Отрывок текста:
== == ==

Остается домашняя жизнь. Довольно редко бывает так, что там еще сочетаются две души, одинаково чистые и ясные, настроенные на один основной тон свободы, в гармоничном созвучии, которое не может быть нарушено никаким внешним диссонансом. А обыкновенно как раз брак и домашняя жизнь становятся, в свою очередь, только новыми оковами, нести которые тонко чувствующему человеку, может быть, тяжелее, чем все иное, потому что здесь ищет своего удовлетворения самая интимная в жизни личности потребность, потребность сердца, и как часто безуспешно. И как, должно быть, тяжело в жизни, столь полной несвободы, как наша, достичь того, чтобы в этом нежнейшем, наиболее чувствительном отношении на продолжительное время установилась полная взаимная свобода! Поэтому расшатанность брака в кругах, где еще осталось крайне чуткое чувство чистоты и глубины личных отношений двух душ, не является фактом, который мог бы поразить нас. И тут, следовательно, не следует обвинять, да и не надо извинять, а нужно понять и, конечно, чувствовать в этом призыв к серьезному раздумью над тем, куда, собственно, ведет нас наша духовная и душевная культура.

Остается последнее: бегство в объятия природы, пока есть еще природа и дикая погоня за техническими завоеваниями не опустошила ее у нас совершенно; или в объятия искусства, которое тоже, к сожалению, часто довольно дисгармонично взывает, ища здорового воздуха свободы; или, наконец, бегство в лоно религии, – она как гуманная религия, как ее мыслили себе, лелеяли и переживали наши отцы, несомненно не менее нуждалась в свободе и поэтому в наше время испытывает очевидную нужду в ней, но все-таки еще имеет возможность воздвигнуть в самом сокровенном уголке сердца свой алтарь. Тем не менее при всем том люди чувствуют себя в совершенно несвободной обстановке, как изгнанные на чужбину. Любовь к свободе лелеют в себе приблизительно так, как питает любовь к отечеству тот, у кого настоящее отечество отнято чужеземной властью.

== == ==

[Строки данных]
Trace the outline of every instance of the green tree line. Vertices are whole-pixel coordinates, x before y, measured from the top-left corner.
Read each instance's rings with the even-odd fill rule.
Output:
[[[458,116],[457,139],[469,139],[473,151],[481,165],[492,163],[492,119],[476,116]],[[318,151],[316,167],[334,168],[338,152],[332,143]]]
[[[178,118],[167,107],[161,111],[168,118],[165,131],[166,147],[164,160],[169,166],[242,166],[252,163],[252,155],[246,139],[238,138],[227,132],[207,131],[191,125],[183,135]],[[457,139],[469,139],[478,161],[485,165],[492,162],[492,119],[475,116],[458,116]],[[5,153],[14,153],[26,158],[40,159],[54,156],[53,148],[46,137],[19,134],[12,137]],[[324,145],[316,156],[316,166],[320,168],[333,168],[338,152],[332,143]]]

== == ==

Задание: Перечислите все направления бегства, которые называет отрывок о свободе в абзаце, начинающемся словами «Остается последнее». Записи никак не связаны с отрывком текста.

Ответ к заданию: Бегство в объятия природы, бегство в объятия искусства и бегство в лоно религии.